[Stored records]

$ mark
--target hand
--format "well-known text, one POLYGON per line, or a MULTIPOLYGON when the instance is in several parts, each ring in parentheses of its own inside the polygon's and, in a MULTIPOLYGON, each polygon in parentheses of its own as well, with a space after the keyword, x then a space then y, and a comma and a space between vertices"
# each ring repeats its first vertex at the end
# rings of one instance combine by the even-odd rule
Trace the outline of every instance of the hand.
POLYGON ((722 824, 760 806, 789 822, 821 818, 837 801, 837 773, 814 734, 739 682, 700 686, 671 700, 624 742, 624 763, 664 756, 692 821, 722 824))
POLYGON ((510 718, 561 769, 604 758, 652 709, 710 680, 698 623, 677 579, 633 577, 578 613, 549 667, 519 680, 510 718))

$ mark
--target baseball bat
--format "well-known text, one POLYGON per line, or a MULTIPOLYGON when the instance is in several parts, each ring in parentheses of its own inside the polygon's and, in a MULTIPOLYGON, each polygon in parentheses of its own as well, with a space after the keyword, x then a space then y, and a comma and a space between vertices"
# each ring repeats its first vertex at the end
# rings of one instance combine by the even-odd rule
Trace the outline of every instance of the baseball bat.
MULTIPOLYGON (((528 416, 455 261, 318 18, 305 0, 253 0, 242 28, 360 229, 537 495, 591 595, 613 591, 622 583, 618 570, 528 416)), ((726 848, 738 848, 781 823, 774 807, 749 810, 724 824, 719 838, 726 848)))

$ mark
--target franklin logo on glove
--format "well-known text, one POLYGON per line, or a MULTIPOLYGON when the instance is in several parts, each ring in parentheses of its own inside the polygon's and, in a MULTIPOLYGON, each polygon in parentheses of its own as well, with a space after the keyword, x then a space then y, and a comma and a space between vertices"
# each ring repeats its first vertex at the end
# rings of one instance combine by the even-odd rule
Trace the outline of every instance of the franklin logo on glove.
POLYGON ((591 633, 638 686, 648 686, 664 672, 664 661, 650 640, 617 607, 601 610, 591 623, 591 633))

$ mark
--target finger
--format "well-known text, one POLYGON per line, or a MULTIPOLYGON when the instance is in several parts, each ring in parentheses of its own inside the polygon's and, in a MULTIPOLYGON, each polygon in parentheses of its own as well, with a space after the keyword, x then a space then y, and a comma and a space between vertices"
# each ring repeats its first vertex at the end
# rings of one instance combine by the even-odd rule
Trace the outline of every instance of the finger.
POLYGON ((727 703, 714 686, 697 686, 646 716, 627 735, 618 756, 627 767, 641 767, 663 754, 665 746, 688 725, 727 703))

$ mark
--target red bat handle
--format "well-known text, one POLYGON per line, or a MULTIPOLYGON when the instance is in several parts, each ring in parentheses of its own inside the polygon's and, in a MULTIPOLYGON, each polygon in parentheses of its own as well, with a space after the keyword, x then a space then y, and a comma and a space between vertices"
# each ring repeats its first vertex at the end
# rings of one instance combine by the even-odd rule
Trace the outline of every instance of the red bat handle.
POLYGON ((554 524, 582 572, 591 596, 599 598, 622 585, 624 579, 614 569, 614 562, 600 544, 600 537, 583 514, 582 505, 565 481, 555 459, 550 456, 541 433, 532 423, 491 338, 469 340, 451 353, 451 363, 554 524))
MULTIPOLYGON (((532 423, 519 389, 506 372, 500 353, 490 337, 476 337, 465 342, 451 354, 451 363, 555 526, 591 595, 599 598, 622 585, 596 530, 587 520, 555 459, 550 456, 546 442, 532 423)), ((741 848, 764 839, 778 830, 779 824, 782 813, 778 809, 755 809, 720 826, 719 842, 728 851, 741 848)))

[Short problem] Reproduce each of the lines above verbatim, from the first to the last, with no changes.

[Task solution]
$ mark
--target hand
--format "well-known text, one POLYGON per line, or a MULTIPOLYGON when the instance is in several parts, each ring in parentheses of its own inside the polygon's and, in a MULTIPOLYGON, each polygon in parentheses of its own as well, with a space after the keyword, x then a space then y, and a comma and a space between vertices"
# each ring repeats its first vertex at the end
# rings of one instance combine by the even-odd rule
Trace the outline of every instance of the hand.
POLYGON ((722 824, 760 806, 789 822, 821 818, 837 801, 837 773, 814 734, 739 682, 700 686, 671 700, 624 742, 624 763, 664 756, 692 821, 722 824))
POLYGON ((510 718, 561 769, 604 758, 652 709, 710 680, 698 623, 677 579, 633 577, 578 613, 549 667, 519 680, 510 718))

$ mark
--target baseball bat
--format "well-known text, one POLYGON per line, or a MULTIPOLYGON when the instance is in several parts, each ring in parentheses of its own inside the polygon's and, in a MULTIPOLYGON, each polygon in parentheses of its own as well, with a space after the keyword, x then a space then y, and a comma and a space between vertices"
# each ring repeats its first vertex at the end
# rings of one instance combine by the even-odd rule
Trace the outline of every instance of the baseball bat.
MULTIPOLYGON (((528 416, 455 261, 318 18, 305 0, 253 0, 242 28, 360 229, 537 495, 591 595, 613 591, 622 583, 618 570, 528 416)), ((726 848, 738 848, 781 823, 774 807, 749 810, 724 824, 719 838, 726 848)))

$ mark
--target franklin logo on glove
--format "well-known text, one POLYGON per line, or a MULTIPOLYGON when the instance is in several parts, each ring in parentheses of its own inside the polygon's and, in a MULTIPOLYGON, each polygon in parentheses of its own as well, with a space after the keyword, x then a space then y, and a comma and a space between vertices"
# each ring repeats its first vertex at the end
# rings of one instance combine by the even-odd rule
Trace the outline of every instance of the franklin logo on glove.
POLYGON ((591 633, 638 686, 648 686, 664 672, 664 661, 650 640, 617 607, 601 610, 591 623, 591 633))

$ mark
--target finger
--format "well-known text, one POLYGON per line, or a MULTIPOLYGON when the instance is in several parts, each ring in parentheses of its own inside the polygon's and, in a MULTIPOLYGON, each polygon in parentheses of its own as well, with a space after the keyword, x then a space then y, and a comma and a space between vertices"
# each ring repeats its first vertex at the end
# rings of one instance combine by the even-odd rule
Trace the outline of every instance of the finger.
POLYGON ((727 703, 714 686, 697 686, 646 716, 627 735, 618 756, 627 767, 641 767, 663 754, 665 746, 688 725, 727 703))

$ mark
--target red bat handle
--format "well-known text, one POLYGON per line, or a MULTIPOLYGON when the instance is in several parts, each ring in parentheses of its own inside the polygon's and, in a MULTIPOLYGON, each polygon in parentheses of its own as well, with a space after the keyword, x then a space then y, and a comma and a space between vertices"
# each ring repeats its first vertex at the end
# rings of one instance combine by the even-odd rule
Trace the outline of every instance of the red bat handle.
POLYGON ((554 524, 582 572, 591 596, 599 598, 622 585, 624 579, 614 569, 614 562, 600 544, 600 537, 583 514, 582 505, 565 481, 555 459, 550 456, 541 433, 532 423, 491 338, 469 340, 451 353, 451 363, 554 524))
MULTIPOLYGON (((532 423, 519 389, 506 372, 500 353, 490 337, 476 337, 465 342, 451 354, 451 363, 555 526, 591 595, 599 598, 622 585, 596 530, 587 520, 555 459, 550 456, 546 442, 532 423)), ((741 848, 764 839, 778 830, 779 824, 782 813, 778 809, 755 809, 720 826, 719 842, 728 851, 741 848)))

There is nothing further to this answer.